GIVEN INFORMATION
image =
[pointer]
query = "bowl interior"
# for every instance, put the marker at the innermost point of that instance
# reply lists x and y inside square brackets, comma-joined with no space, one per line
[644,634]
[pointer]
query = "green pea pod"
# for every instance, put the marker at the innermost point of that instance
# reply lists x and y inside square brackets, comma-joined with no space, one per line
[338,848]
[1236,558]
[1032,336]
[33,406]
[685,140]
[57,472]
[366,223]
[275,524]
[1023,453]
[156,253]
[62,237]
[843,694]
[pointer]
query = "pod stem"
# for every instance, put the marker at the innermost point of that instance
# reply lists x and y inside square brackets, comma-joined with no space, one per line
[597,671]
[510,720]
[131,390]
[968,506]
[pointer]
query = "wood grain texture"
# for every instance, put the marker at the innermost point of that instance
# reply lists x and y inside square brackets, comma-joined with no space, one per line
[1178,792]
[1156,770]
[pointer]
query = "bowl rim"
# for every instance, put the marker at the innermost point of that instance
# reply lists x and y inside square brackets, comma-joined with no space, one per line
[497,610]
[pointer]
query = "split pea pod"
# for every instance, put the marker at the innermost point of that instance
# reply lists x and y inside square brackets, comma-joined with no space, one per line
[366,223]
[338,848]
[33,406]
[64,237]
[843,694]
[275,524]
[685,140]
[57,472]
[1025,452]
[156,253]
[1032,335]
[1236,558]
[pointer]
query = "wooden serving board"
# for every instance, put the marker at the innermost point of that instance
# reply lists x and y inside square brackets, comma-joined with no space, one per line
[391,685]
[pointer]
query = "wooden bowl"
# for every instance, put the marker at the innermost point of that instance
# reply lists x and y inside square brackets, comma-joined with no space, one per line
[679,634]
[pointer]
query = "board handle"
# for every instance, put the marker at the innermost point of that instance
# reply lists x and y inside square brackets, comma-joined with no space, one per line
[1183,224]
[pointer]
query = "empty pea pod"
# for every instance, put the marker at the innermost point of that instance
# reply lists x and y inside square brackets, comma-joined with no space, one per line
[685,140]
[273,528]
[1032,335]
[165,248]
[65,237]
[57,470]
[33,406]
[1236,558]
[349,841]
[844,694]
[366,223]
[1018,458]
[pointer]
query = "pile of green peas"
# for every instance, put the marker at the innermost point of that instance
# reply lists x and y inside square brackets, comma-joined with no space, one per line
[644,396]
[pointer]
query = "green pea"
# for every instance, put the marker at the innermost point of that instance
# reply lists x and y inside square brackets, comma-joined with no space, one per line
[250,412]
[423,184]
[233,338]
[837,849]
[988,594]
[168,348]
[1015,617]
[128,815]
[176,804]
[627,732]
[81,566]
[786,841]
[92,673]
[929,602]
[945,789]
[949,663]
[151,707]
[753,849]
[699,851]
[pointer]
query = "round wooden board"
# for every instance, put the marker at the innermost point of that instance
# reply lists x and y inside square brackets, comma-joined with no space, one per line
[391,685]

DIRECTIVE
Write out each line of the data above again, exactly as given.

RESPONSE TO THIS TASK
image =
[pointer]
query = "bowl interior"
# for every instance, put the marker at the innermost point of that instance
# reply lists x and y inside square brackets, comma-joined with no space, one per line
[644,634]
[pointer]
query = "green pea pod"
# for every instance, put the marker at the innermost point of that instance
# reply lists x and y inside square brackets, comma-joined with no space, one per line
[338,848]
[1236,558]
[1032,336]
[33,406]
[685,140]
[57,472]
[366,223]
[275,524]
[1023,453]
[156,253]
[62,237]
[843,694]
[pointer]
query = "pod stem"
# for every instance, put the marker at the innermost point of that instance
# reply lists x and y inside square brackets, comma-joined with no space, one per line
[597,671]
[510,720]
[131,390]
[968,506]
[pointer]
query = "wood grain texture"
# for every instance, put the marker at the innermost point of that instance
# reply lists x and y inside square brackets, comma-joined with no space, one per line
[1178,792]
[1156,770]
[pointer]
query = "bowl rim"
# for every instance, put the marker at the innermost point of that instance
# reply lists x and y inside square brackets, comma-joined with no space, one per line
[497,610]
[pointer]
query = "split pea pod"
# for every instance, put the marker at the innermost point of that instance
# reply lists x and y inside square brackets, comma-joined with no space, one per line
[366,223]
[338,848]
[33,406]
[64,237]
[843,694]
[275,524]
[685,140]
[57,472]
[1025,452]
[156,253]
[1032,335]
[1236,558]
[pointer]
query = "wooden serving board"
# for every instance, put the marker at the innermost point of that instance
# reply lists x and y inside square brackets, comma-joined with no space, one per line
[391,685]
[pointer]
query = "wooden bowl"
# for every instance, put the marker at the innermost point of that instance
# reply lists x and y inside square brackets, comma-joined with no space, one per line
[679,634]
[pointer]
query = "board handle"
# for every instance, put the marker at the innermost point of that instance
# reply lists x and y inside square brackets, comma-joined with no space, one per line
[1183,224]
[pointer]
query = "empty pea pod"
# for every instance, put the marker at the innermost point of that instance
# reply lists x and y inside square brackets, comma-joined with no space, one per line
[685,140]
[273,528]
[1032,335]
[165,248]
[65,237]
[57,470]
[33,406]
[1236,558]
[349,841]
[844,694]
[366,223]
[1018,458]
[pointer]
query = "pile of green peas"
# for every instance, put the marker at the innermost point of that instance
# reply lists x and y inside square brackets, comma-joined with no space, one per line
[644,396]
[pointer]
query = "green pea"
# for every instance, put the marker at the innermost point of that instance
# reply lists x and y inside square brackets, comma-joined with no space, one per line
[250,412]
[423,184]
[233,338]
[837,849]
[988,594]
[168,348]
[1015,617]
[128,815]
[176,804]
[627,732]
[81,566]
[786,841]
[92,673]
[929,602]
[945,789]
[949,663]
[151,707]
[753,849]
[699,851]
[pointer]
query = "round wooden board"
# for every instance, put the marker at the innermost point of that instance
# reply lists x and y inside square brackets, comma-joined with no space, one per line
[391,685]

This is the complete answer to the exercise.